Text segment -
begin
The Effects of Gamification on Employee Performance
Gamification has been around for many years. Around early 1900s companies offered free gifts with multiple purchases. But gamification gained the name near the start of 2000, around 2010. It’s been a growing part of modern business. In 2013 gamification was described as the “hottest business buzz-word” (McCormick, 2013). “It’s not just a buzzword; the gamification market is forecast to be worth $5.5 billion annually by 2018, according to Markets and Markets”. Gamification is used in diverse contexts such as retail, health and wellbeing, education. SAP used games for educating its employees on sustainability, Unilever uses it for training, Hays for hiring recruiters and Khan for online education. Organisations can see the outcomes like performance, employee engagement and retention, according to (Aberdeen, 2013).
end
Directions -
1. Collect every line of the listing that contains the string "grille". Case counts.
2. Carry on the passage on gamification from the point where it ends.
The listing after this passage on gamification has no connection to it.

(Collection entries)
begin
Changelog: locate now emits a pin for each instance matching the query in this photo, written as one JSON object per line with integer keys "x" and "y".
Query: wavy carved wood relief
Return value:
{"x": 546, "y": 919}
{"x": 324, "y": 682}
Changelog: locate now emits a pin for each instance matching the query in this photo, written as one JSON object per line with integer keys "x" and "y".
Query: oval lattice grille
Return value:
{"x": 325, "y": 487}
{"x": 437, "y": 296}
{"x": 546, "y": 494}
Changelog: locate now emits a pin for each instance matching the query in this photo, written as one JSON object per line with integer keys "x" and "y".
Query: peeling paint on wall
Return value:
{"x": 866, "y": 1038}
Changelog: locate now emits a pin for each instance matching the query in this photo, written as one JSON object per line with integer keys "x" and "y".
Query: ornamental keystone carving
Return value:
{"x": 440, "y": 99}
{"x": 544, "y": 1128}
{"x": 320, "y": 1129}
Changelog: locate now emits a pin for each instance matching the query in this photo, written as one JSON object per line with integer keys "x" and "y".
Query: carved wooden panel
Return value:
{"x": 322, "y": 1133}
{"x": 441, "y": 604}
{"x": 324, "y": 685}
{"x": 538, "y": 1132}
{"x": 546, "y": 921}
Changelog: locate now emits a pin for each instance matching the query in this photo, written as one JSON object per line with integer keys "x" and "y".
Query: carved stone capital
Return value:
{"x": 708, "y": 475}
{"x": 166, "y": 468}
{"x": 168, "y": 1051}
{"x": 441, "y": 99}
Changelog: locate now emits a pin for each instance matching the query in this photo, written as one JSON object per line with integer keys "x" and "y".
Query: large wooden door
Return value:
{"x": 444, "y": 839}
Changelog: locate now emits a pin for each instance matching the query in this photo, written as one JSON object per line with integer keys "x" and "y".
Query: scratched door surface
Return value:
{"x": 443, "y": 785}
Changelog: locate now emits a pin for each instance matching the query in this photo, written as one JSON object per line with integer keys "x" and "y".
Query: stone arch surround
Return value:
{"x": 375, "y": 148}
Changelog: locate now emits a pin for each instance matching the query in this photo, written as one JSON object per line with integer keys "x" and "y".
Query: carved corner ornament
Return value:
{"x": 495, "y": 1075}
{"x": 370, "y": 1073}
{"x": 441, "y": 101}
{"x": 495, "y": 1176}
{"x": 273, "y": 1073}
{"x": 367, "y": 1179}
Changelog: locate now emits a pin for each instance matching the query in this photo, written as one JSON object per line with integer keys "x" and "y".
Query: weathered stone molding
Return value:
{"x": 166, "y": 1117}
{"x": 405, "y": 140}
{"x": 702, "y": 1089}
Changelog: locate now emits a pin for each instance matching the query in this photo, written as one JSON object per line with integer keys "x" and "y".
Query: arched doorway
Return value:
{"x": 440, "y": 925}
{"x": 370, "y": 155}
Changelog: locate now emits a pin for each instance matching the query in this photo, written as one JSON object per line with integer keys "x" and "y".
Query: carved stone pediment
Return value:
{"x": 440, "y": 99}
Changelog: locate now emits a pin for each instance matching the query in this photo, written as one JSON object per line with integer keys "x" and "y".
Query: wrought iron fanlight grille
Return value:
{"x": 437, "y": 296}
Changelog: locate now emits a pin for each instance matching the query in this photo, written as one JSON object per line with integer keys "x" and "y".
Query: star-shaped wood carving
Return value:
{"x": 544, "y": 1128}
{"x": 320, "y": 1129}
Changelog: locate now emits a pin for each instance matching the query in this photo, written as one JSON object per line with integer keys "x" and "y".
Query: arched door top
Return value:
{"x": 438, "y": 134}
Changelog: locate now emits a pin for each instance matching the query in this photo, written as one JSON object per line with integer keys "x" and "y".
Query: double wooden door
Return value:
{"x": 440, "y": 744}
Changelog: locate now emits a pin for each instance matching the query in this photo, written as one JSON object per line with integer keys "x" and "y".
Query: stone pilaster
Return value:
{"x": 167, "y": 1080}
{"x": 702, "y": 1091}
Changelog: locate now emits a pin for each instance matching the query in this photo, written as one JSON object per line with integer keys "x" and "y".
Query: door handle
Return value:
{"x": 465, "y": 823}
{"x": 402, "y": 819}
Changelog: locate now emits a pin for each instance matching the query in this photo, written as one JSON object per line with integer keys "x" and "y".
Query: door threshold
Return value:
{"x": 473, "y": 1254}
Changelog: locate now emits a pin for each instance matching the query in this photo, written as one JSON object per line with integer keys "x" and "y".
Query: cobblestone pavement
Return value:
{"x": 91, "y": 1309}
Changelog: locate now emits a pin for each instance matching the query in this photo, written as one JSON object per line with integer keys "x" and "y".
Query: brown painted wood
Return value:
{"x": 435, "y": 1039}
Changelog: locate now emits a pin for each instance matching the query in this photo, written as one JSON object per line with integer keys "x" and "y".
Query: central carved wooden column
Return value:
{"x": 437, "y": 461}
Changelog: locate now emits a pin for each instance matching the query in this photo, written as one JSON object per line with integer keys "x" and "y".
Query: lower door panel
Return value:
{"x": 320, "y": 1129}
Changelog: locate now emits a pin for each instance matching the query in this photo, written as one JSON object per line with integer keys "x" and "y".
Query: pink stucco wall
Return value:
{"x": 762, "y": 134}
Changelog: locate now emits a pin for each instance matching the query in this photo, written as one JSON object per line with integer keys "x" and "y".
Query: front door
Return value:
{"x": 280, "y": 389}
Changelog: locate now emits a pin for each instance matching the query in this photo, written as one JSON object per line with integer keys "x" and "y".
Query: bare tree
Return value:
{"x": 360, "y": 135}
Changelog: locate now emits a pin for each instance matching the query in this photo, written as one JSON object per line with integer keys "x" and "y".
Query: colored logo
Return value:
end
Task answers -
1.
Query: oval lattice grille
Query: wrought iron fanlight grille

2.
According to the analysts, gamification will be used in 25 percent of redesigned business processes by 2015 (Burke B., 2012) will grow to more than a $2.8 billion business by 2016, and will have 70 percent of Global 2000 businesses managing at least one “gamified” application or system by 2014 (Inc, 2011). The main goal of gamification is to increase the user’s engagement by using game like features like scoreboards, personalized fast feedback (Flatla, 2011)making the employees feel more ownership and purpose when engaging with tasks (Pavlus, 2010). Gamification is using game elements in the activities that are supposed to raise motivation, but for that to happen, we need to pay attention to the integration of tasks and exercises within the game design (Luis von Ahn, 2008). It also is a way to socially interact with other participants and they naturally respond in social ways and follow social rules like take turn (Fogg, 2002). Routine activities tend to bore employees hence activities combined with games can motivate people effectively (Chrons, 2011). Gamification is now used in education too. According to Gartner Group, gamification will be a key trend that very CIO, IT planner and enterprise architect must be aware of as it relates to business (Group, 2011). It has already been added to Gartner Hype Cycle for 2011 (Group, 2011).
Employee Engagement and Gamification
Employee engagement helps an organisation gain competitive advantage over others. People is one thing that a competitor cannot replicate and is considered as a treasured asset if they are manage and engaged correctly. As per (Baumruk, 2004)employee engagement is the most powerful aspect to measure a company’s vigour. In 1990 (Kahn W. A.) introduced the concept of employee engagement, giving his definition quoted in the introduction, namely, “the harnessing of organization members’ selves to their work roles; in engagement, people employ and express themselves physically, cognitively, and emotionally during role performances”. There are 3 psychological conditions for an employee to be engaged: meaningfulness (work elements), safety (social elements, including management style, process, and organisational norms) and availability (individual distractions).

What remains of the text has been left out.